▶ What to work on
If a line in the records below contains "arch", copy that line.

▶ Input for this task
________

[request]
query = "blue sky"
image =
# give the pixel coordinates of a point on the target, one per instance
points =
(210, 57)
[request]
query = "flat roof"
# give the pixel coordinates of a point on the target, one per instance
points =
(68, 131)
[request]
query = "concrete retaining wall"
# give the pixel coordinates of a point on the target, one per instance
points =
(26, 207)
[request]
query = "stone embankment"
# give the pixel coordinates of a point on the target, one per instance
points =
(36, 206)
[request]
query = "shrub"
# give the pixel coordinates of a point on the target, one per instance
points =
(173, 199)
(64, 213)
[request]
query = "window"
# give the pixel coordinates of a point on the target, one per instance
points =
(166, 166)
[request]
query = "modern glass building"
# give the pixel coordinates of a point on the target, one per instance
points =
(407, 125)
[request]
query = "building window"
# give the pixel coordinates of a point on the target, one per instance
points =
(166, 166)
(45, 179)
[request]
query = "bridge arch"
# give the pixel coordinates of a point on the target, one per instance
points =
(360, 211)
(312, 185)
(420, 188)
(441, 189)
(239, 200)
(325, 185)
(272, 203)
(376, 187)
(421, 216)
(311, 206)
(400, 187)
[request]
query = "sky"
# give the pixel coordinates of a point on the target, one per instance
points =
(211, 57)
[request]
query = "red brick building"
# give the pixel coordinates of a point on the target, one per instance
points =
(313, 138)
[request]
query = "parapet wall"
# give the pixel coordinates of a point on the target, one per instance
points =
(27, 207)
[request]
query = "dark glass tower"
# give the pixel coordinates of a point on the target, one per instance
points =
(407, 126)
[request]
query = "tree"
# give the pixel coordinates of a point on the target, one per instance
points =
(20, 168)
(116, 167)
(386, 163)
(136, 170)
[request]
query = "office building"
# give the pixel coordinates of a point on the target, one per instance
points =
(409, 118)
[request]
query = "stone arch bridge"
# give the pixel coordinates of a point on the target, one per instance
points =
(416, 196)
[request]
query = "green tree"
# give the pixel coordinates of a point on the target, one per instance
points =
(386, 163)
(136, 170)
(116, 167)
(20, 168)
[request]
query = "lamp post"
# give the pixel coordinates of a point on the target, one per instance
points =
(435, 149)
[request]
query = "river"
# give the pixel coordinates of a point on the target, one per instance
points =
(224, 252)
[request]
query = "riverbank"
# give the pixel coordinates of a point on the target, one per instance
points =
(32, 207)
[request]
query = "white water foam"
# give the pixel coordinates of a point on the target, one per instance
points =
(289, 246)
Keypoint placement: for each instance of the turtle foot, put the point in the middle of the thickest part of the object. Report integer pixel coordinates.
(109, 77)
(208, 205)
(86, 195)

________

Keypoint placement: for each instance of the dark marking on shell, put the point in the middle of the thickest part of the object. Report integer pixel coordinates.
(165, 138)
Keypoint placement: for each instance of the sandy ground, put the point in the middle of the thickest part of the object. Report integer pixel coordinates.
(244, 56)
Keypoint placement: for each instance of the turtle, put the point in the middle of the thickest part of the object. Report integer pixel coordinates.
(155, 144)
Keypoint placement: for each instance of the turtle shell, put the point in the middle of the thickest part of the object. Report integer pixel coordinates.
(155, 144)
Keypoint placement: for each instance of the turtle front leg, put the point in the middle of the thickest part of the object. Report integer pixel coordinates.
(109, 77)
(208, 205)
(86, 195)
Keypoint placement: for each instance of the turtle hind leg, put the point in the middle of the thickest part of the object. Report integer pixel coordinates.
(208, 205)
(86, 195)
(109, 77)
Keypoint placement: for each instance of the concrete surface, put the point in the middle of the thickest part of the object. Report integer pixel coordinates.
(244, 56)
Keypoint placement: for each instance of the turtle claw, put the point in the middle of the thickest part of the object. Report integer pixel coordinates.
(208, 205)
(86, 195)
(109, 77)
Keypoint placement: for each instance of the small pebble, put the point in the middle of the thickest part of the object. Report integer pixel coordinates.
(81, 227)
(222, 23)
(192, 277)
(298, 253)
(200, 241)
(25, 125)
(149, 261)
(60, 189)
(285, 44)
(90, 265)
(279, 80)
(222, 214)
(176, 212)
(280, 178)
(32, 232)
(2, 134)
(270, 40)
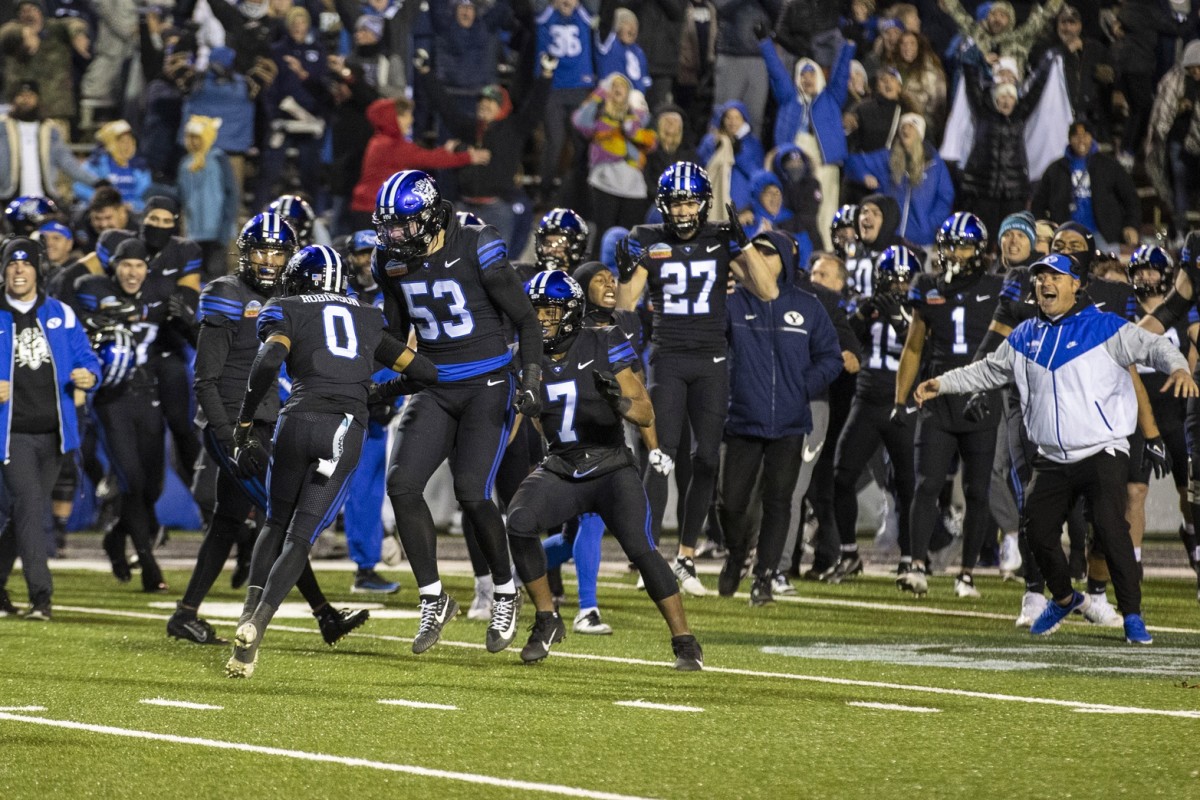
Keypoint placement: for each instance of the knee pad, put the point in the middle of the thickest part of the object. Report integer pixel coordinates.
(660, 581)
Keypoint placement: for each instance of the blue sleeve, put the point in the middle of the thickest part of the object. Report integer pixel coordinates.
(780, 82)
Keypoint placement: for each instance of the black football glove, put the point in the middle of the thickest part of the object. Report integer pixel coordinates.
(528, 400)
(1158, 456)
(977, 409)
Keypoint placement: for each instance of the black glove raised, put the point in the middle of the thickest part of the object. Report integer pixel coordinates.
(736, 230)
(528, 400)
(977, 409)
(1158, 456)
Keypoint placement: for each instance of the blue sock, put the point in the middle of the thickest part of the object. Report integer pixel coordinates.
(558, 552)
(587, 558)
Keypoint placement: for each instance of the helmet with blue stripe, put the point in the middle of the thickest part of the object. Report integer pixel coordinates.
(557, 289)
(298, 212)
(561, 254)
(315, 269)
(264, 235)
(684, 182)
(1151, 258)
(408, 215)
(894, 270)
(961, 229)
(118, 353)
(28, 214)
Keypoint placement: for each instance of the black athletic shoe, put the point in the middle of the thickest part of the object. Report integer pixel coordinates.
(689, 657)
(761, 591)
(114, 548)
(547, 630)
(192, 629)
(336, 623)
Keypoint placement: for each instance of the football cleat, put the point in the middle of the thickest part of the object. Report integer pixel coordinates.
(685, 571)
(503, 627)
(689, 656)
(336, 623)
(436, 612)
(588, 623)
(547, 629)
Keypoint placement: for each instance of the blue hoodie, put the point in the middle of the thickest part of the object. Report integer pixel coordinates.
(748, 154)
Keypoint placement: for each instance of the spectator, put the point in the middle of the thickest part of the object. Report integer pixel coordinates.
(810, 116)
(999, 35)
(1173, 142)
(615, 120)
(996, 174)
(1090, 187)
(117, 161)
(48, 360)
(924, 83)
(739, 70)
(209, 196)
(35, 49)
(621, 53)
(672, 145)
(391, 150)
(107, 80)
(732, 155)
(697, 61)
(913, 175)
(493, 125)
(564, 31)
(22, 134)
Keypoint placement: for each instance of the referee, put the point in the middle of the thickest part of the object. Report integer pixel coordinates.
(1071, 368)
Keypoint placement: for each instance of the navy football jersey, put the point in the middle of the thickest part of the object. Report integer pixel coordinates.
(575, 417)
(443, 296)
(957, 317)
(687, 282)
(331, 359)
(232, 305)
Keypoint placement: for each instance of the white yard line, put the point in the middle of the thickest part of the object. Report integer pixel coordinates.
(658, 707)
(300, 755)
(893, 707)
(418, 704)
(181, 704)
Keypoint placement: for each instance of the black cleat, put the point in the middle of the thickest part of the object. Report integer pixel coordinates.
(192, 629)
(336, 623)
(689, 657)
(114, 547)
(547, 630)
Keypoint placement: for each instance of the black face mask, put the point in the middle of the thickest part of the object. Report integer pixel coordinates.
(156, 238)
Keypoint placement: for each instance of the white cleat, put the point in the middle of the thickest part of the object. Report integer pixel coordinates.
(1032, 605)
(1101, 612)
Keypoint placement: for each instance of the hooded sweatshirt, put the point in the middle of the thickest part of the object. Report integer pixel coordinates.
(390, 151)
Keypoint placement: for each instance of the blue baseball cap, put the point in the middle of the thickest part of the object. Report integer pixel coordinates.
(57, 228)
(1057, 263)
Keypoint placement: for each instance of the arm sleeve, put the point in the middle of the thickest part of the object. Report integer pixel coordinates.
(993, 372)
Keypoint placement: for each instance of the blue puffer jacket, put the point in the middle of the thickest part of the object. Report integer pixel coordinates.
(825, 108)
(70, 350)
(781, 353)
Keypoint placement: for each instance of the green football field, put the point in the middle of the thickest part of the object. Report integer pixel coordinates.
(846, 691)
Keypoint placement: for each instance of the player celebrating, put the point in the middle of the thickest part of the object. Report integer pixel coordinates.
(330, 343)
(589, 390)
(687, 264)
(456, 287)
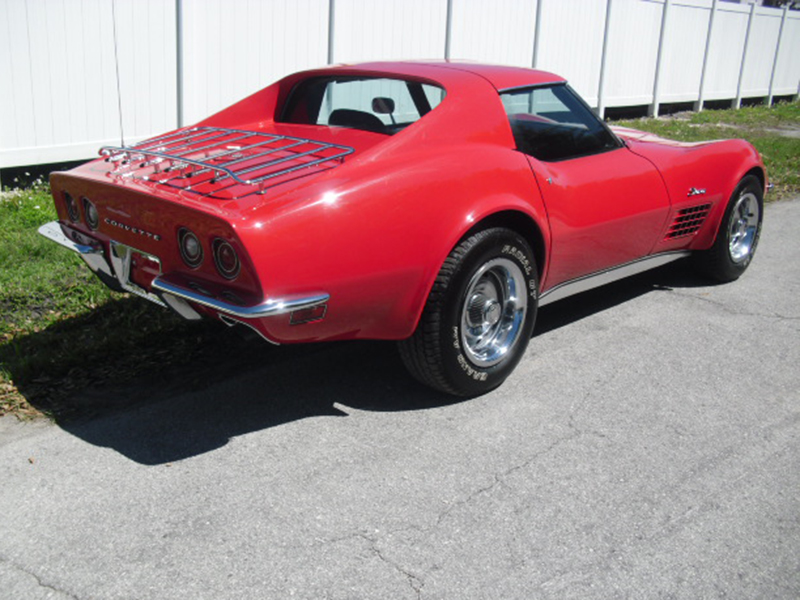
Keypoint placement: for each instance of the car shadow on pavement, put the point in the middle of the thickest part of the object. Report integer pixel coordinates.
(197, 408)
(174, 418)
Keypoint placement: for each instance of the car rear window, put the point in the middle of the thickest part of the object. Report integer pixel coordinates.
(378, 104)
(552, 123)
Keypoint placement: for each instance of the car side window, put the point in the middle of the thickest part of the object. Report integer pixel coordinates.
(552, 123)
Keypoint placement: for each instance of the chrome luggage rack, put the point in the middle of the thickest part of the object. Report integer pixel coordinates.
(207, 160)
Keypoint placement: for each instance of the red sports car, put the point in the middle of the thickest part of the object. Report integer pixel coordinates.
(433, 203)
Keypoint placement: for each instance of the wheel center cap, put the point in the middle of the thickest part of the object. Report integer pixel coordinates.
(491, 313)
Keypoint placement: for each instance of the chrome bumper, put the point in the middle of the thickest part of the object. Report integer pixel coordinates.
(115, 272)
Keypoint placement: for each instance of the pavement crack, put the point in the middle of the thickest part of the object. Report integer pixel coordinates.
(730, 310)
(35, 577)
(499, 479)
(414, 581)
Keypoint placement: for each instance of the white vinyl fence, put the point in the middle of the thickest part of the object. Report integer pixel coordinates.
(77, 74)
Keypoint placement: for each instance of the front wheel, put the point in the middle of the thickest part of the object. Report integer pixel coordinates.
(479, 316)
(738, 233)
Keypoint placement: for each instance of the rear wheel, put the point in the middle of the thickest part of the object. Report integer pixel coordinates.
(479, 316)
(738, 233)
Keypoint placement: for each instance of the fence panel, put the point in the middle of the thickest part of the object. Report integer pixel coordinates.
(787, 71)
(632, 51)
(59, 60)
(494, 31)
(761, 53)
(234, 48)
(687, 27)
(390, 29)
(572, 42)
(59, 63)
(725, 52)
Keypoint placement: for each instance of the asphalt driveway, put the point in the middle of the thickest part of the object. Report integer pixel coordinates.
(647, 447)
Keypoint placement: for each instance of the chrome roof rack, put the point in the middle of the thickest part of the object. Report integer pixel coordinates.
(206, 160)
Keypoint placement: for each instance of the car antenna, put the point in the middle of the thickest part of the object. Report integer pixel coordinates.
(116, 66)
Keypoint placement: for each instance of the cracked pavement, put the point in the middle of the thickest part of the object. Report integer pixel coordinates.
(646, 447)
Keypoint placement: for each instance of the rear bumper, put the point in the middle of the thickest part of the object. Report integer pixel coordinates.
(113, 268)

________

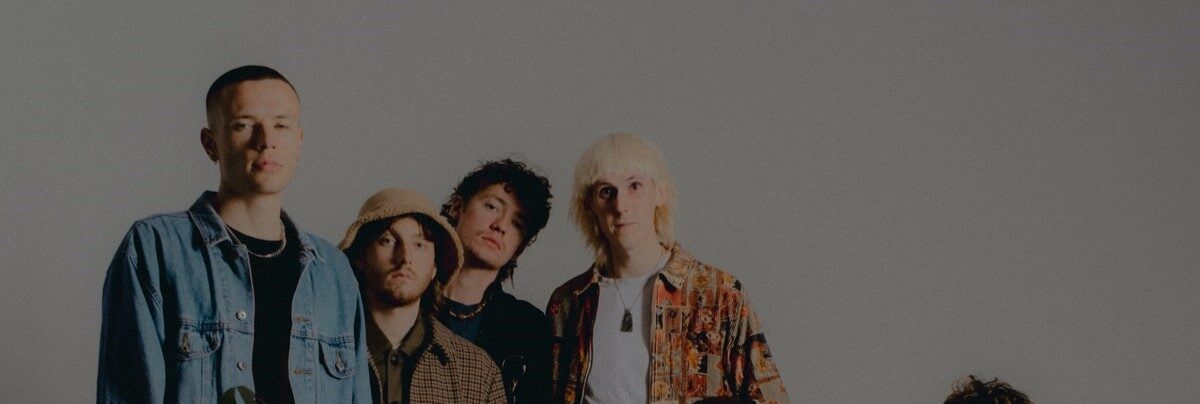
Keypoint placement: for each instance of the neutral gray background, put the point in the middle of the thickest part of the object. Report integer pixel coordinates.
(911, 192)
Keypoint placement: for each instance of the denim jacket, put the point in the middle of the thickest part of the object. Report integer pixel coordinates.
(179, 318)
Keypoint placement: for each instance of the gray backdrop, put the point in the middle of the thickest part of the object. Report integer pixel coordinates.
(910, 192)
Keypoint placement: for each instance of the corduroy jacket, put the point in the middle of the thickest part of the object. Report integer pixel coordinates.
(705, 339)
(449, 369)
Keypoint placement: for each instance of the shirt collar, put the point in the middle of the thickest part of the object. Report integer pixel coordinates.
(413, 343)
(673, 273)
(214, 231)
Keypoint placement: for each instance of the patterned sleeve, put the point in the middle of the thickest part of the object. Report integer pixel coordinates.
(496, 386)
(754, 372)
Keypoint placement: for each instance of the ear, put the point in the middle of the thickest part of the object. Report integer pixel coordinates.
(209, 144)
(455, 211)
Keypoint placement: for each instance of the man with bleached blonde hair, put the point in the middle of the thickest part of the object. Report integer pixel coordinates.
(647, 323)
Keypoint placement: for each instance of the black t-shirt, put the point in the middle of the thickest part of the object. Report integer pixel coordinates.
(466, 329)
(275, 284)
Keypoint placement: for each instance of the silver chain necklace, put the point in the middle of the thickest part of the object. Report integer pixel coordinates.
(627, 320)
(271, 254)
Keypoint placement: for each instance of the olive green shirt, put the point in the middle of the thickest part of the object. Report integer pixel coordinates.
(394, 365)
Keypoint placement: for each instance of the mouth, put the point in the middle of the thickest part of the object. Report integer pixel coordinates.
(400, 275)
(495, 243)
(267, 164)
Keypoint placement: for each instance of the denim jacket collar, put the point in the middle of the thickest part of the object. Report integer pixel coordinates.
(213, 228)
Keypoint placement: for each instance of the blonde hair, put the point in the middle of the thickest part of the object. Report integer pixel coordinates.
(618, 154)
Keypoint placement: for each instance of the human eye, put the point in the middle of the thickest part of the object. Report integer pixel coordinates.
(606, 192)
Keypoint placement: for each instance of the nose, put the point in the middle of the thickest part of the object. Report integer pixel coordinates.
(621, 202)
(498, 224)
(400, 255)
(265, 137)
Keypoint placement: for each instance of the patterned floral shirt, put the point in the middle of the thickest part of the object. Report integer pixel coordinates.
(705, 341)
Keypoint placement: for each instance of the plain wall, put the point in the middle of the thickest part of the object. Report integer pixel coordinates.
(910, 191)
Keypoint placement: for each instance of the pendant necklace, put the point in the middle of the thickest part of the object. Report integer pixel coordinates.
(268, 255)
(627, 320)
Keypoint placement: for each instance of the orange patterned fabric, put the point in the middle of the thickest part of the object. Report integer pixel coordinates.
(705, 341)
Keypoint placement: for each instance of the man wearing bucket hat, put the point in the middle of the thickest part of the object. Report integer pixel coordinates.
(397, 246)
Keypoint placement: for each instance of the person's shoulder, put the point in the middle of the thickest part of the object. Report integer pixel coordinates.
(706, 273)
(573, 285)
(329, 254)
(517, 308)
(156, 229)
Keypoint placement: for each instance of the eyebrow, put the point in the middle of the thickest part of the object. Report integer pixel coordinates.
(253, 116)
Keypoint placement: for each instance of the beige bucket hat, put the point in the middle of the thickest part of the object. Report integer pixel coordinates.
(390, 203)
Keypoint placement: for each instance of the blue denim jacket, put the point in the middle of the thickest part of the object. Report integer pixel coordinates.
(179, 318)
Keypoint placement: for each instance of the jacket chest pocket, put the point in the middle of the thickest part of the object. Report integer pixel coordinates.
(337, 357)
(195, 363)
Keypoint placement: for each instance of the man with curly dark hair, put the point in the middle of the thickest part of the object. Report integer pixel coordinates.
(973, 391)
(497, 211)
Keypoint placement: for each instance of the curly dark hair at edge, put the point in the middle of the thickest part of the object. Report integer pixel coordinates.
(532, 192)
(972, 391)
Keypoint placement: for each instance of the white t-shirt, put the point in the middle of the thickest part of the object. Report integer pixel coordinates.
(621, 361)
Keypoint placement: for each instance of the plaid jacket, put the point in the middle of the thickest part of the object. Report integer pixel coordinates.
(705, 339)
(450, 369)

________

▶ Written reply
query = "bridge arch"
query = "stone arch bridge"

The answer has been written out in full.